------ EXCERPT PROVIDED
Jana Gutiérrez

Personal information
- Full name: Jana Alexandra Gutiérrez Campos
- Date of birth: 25 October 2003 (age 22)
- Place of birth: Mexico City, Mexico
- Height: 1.64 m (5 ft 5 in)
- Position: Defender

Team information
- Current team: América
- Number: 25

Youth career
- América

Senior career*
- Years: Team / Apps / (Gls)
- 2017–2021: América / 71 / (6)
- 2021–2024: UANL / 111 / (3)
- 2024–: América / 65 / (3)

International career^{‡}
- 2018: Mexico U-17
- 2022: Mexico U-20

= Jana Gutiérrez =

Mexican footballer (born 2003)

Jana Alexandra Gutiérrez Campos (born 25 October 2003) is a Mexican professional footballer who plays as a Defender for Liga MX Femenil side Club América.

==Career==
Gutiérrez was born in Mexico City on 25 October 2003.

Gutiérrez started her career in 2017 with América. Afterwards, she signed for UANL in 2021.

==International career==
Gutiérrez was part of the Mexico women's national under-17 football team. She participated in the 2018 CONCACAF Women's U-17 Championship, where the Mexican squad were runners-up.
------------
------ RECORD EXCERPTS
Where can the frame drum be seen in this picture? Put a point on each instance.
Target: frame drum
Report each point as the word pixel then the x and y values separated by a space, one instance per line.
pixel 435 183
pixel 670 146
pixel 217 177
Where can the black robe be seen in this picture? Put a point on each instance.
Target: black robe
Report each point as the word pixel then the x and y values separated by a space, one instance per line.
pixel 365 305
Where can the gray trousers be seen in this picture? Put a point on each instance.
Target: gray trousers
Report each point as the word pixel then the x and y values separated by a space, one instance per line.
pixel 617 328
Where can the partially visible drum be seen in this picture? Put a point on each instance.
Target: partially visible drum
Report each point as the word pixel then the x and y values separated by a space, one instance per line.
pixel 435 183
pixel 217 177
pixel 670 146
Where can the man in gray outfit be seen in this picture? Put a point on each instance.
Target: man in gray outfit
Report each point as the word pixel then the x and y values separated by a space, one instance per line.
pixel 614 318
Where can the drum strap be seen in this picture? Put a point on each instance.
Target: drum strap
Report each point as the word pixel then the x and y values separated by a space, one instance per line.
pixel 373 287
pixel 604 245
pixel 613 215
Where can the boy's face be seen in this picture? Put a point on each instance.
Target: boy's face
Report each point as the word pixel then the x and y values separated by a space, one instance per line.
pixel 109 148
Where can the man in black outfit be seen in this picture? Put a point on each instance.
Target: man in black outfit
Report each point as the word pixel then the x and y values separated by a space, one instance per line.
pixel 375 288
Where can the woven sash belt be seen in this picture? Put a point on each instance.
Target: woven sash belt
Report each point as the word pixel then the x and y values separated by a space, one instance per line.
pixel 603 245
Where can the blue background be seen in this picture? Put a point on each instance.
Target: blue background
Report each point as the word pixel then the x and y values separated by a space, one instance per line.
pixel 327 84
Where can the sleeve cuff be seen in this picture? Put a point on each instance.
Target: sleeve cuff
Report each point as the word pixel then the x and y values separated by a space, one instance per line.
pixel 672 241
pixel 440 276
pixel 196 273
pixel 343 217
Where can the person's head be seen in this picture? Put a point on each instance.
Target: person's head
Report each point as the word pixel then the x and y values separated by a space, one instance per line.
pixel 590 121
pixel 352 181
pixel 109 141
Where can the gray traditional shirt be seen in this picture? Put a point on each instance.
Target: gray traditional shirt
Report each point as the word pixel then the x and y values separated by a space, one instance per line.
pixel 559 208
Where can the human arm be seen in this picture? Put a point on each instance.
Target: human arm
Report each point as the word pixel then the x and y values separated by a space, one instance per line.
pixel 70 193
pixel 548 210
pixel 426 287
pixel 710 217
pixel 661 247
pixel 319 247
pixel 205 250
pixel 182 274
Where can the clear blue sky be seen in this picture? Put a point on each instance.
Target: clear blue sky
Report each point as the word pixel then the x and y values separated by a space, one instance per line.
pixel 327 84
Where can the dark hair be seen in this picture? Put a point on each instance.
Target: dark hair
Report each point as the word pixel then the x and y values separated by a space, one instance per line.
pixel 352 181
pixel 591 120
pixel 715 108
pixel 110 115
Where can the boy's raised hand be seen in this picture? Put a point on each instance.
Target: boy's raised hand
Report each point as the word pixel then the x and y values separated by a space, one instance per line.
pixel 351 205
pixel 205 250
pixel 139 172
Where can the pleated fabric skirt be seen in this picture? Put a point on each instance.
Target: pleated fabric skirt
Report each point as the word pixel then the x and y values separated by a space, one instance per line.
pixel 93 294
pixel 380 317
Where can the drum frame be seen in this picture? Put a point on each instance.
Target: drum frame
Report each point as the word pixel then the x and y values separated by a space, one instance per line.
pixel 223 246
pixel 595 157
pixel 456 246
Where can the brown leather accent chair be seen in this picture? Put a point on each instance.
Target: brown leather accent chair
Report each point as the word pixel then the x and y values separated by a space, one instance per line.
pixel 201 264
------------
------ RECORD EXCERPTS
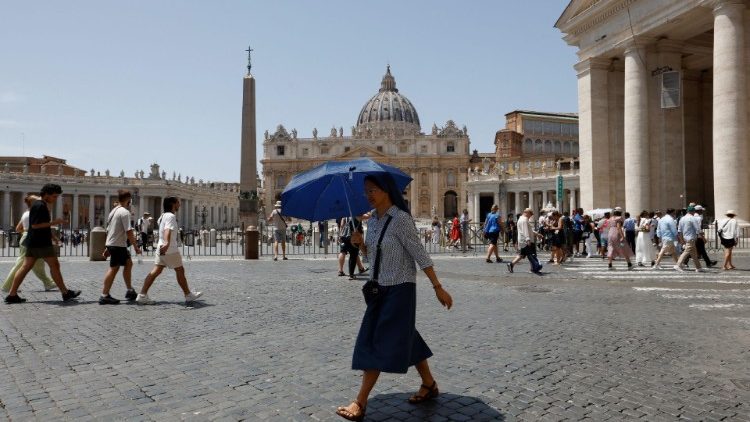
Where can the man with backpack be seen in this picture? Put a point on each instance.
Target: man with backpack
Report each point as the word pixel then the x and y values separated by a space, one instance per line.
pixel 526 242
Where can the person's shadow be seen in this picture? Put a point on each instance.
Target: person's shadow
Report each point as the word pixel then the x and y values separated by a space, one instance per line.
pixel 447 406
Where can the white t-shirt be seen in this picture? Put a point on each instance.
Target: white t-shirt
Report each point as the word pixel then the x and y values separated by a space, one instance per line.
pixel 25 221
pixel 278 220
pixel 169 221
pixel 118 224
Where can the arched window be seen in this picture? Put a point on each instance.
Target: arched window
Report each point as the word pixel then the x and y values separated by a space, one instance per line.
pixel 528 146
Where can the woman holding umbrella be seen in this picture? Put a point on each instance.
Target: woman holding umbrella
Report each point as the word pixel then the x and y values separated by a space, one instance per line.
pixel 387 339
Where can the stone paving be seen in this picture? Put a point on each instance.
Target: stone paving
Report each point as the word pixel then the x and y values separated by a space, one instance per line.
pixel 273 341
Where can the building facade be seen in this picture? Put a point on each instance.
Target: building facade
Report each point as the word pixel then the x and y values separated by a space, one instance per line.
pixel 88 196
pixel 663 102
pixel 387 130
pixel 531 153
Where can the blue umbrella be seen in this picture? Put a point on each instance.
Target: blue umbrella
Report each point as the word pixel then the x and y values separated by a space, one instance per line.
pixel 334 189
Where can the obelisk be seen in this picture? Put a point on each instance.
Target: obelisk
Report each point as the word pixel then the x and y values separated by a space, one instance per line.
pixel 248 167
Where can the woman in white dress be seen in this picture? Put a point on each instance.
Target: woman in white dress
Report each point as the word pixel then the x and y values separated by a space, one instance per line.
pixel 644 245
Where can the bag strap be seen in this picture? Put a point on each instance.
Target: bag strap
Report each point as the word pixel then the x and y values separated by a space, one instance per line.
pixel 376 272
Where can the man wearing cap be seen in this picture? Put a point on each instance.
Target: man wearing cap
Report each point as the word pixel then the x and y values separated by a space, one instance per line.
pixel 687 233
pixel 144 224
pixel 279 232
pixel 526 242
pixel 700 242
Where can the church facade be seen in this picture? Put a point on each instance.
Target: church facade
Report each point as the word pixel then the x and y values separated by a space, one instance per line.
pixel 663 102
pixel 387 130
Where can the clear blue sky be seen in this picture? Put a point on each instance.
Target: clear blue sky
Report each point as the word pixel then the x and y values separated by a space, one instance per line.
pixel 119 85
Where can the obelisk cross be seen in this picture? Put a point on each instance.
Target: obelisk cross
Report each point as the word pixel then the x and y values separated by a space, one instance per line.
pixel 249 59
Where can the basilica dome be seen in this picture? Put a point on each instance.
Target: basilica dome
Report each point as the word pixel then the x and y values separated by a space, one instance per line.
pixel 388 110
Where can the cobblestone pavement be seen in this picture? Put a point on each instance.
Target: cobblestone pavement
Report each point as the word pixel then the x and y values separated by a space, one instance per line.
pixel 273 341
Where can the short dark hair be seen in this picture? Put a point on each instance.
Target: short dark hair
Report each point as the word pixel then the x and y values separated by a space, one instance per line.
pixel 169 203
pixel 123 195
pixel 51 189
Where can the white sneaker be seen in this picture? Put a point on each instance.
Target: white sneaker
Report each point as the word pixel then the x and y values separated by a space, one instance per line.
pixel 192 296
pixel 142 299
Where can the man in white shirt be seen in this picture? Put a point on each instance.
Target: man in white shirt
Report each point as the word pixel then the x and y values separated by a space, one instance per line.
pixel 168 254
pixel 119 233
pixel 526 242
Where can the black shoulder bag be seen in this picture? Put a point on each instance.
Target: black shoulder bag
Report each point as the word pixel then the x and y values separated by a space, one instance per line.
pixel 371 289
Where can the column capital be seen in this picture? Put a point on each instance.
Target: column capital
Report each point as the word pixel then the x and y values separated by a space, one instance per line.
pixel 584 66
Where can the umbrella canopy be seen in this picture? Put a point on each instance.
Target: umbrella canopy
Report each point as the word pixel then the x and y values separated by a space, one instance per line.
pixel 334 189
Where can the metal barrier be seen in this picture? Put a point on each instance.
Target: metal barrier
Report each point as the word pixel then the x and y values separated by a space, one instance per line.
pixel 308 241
------------
SET OF TASKS>
#1 For each statement, say whether the Jana Gutiérrez profile supports it, answering yes or no and quoting the deciding words: (a) Gutiérrez signed for UANL in 2021. (b) Gutiérrez was born in Guadalajara. (c) The Mexican squad won the 2018 CONCACAF Women's U-17 Championship.
#2 Carry the Jana Gutiérrez profile on from the point where it stops.
The records have no connection to the Jana Gutiérrez profile.

SET OF ANSWERS>
#1
(a) Yes: "Afterwards, she signed for UANL in 2021."
(b) No: "Gutiérrez was born in Mexico City on 25 October 2003."
(c) No: "where the Mexican squad were runners-up."

#2
Gutiérrez was also part of the team that participated in the 2022 FIFA U-20 Women's World Cup in Costa Rica.

==Personal life==
She is part of a soccer family: her father is Miguel "Jalisco" Gutiérrez, a former player for different first and second division teams in Mexico, while her sister Jaidy Gutiérrez is a player for the Oklahoma State Cowgirls soccer team; Previously, both were teammates at Club América.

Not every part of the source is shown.